--- start of RECORDS SHOWN ---

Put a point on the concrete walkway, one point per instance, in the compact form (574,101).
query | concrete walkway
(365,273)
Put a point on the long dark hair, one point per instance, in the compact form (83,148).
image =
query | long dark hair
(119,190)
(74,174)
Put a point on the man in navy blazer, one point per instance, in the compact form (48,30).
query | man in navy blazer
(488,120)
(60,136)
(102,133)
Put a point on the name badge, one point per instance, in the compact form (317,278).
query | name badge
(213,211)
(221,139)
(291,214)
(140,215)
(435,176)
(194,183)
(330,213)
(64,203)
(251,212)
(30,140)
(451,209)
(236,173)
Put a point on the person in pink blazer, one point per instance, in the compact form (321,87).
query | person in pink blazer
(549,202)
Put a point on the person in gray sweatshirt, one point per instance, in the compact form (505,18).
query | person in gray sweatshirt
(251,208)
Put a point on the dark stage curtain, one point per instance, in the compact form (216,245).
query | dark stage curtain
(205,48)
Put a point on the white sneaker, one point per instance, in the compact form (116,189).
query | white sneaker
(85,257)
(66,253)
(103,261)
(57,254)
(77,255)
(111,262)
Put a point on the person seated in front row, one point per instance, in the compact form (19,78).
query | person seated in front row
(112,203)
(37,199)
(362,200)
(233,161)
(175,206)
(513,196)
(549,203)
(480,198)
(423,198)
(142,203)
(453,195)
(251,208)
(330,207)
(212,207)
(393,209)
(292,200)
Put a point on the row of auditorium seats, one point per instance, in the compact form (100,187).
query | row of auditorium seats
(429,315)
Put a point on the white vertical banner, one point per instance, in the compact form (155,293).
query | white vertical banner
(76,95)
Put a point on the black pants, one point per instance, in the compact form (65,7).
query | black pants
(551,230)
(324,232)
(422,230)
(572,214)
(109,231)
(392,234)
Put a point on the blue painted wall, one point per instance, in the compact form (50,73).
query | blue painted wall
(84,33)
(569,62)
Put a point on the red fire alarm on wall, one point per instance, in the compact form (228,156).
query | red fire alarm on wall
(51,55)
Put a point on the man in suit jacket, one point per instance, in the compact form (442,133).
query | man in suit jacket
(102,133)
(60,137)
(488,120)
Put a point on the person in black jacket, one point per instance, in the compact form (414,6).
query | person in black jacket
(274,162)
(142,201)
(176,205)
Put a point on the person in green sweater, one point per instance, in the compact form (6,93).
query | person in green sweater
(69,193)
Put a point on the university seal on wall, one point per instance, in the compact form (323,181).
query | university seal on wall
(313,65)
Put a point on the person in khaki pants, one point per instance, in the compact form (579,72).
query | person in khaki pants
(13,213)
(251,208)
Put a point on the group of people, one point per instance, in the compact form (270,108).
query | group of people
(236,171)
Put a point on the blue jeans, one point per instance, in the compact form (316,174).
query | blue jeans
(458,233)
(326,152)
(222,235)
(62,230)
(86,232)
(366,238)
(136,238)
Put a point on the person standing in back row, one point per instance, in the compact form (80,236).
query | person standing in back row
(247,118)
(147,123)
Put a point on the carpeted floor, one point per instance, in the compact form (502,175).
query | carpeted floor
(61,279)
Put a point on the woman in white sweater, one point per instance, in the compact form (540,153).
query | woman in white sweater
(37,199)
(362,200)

--- end of RECORDS SHOWN ---
--- start of RECORDS SHOWN ---

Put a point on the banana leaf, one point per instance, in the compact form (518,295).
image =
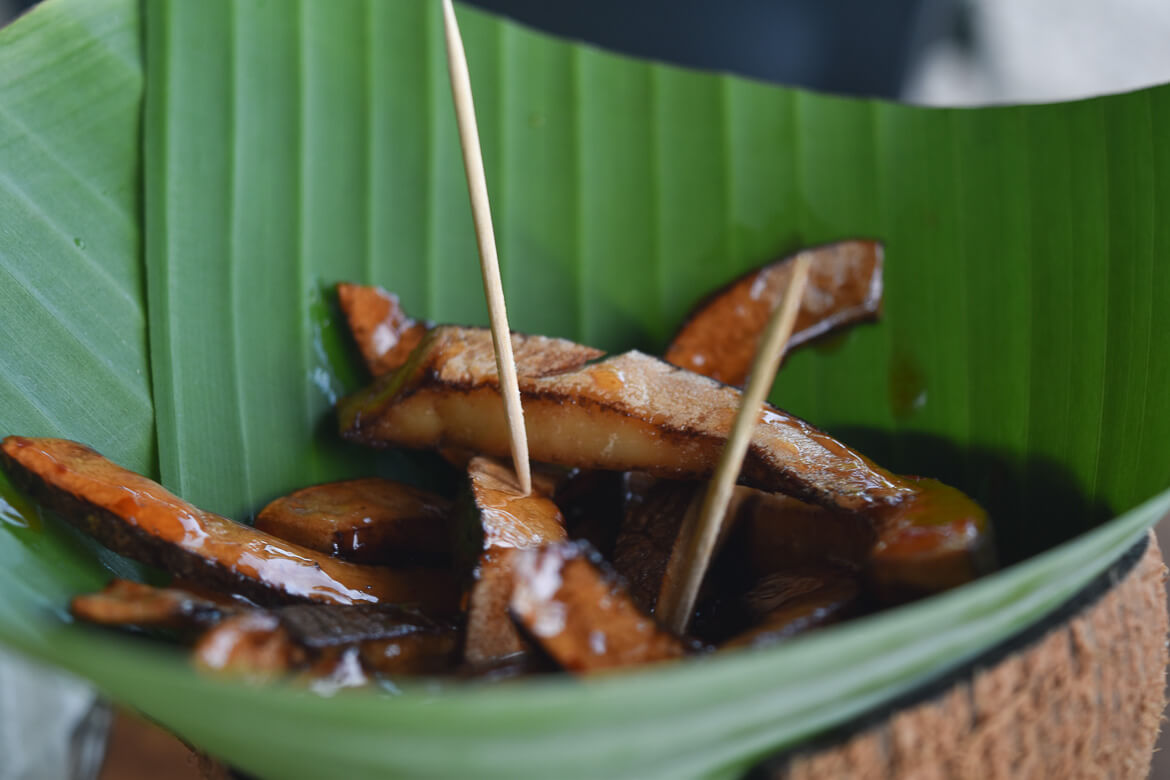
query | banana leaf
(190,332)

--- end of RECORDS SHOWN ---

## PROBLEM
Count the lines in the rows above that contain the string "vertical". Reply with the number alone.

## ANSWER TO THE EXERCISE
2